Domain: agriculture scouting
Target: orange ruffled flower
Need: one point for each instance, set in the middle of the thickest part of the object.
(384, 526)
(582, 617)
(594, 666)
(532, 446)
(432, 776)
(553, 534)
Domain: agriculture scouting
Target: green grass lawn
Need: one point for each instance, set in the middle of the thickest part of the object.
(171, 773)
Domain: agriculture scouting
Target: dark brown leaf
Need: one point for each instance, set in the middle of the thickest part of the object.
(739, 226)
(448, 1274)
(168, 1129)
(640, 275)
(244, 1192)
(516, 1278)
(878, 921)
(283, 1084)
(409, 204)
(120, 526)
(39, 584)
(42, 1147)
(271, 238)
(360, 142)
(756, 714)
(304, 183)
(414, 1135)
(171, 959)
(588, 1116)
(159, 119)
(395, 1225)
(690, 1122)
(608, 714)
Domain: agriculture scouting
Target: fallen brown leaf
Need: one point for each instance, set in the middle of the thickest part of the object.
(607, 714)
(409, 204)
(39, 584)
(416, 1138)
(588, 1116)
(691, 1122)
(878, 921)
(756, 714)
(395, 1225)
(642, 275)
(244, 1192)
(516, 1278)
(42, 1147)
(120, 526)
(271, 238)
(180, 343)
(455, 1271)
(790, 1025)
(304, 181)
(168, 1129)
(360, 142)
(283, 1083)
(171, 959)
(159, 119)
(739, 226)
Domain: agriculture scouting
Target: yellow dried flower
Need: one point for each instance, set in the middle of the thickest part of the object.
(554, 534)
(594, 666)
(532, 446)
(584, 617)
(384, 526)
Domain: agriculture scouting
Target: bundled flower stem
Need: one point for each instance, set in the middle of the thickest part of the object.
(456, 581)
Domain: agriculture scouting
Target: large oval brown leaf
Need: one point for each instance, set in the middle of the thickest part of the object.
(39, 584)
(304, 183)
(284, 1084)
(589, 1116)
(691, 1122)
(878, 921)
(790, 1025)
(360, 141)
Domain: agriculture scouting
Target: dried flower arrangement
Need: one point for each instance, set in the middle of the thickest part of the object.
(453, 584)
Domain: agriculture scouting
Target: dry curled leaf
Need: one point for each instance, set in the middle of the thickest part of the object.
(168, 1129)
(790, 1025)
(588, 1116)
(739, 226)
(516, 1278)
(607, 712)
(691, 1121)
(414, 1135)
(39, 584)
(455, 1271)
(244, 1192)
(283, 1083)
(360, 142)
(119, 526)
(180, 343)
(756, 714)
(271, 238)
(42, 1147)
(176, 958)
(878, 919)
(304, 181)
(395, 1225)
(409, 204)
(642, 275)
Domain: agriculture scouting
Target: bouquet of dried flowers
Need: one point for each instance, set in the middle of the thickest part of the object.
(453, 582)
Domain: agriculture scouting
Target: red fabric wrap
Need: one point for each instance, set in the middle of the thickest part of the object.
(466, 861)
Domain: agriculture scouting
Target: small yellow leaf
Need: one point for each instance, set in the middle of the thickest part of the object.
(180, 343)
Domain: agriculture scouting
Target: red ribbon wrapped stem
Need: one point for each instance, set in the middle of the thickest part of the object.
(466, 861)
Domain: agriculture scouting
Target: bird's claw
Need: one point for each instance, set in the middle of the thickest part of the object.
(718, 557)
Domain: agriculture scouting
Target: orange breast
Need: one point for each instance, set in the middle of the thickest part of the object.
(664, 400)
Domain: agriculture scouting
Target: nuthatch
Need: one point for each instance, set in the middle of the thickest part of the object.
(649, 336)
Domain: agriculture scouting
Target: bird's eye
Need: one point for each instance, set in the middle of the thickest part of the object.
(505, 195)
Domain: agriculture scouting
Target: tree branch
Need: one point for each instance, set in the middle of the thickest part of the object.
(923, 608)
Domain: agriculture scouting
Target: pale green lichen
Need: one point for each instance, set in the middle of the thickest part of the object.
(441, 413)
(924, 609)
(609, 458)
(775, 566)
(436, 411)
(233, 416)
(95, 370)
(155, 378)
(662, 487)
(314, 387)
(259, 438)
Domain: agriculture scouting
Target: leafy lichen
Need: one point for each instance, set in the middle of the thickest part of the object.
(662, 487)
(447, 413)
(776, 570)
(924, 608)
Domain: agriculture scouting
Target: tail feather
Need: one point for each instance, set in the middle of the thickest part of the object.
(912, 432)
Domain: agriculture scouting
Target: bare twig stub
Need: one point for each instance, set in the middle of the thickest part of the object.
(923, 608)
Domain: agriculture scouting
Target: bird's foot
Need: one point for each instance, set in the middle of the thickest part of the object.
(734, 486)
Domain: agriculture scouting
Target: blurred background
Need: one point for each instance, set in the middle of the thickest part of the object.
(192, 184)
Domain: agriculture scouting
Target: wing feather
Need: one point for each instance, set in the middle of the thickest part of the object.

▶ _TASK DETAILS_:
State how many lines in the material above contain the word "dried". Reply with the number alone.

▶ _COMPLETE OUTPUT_:
3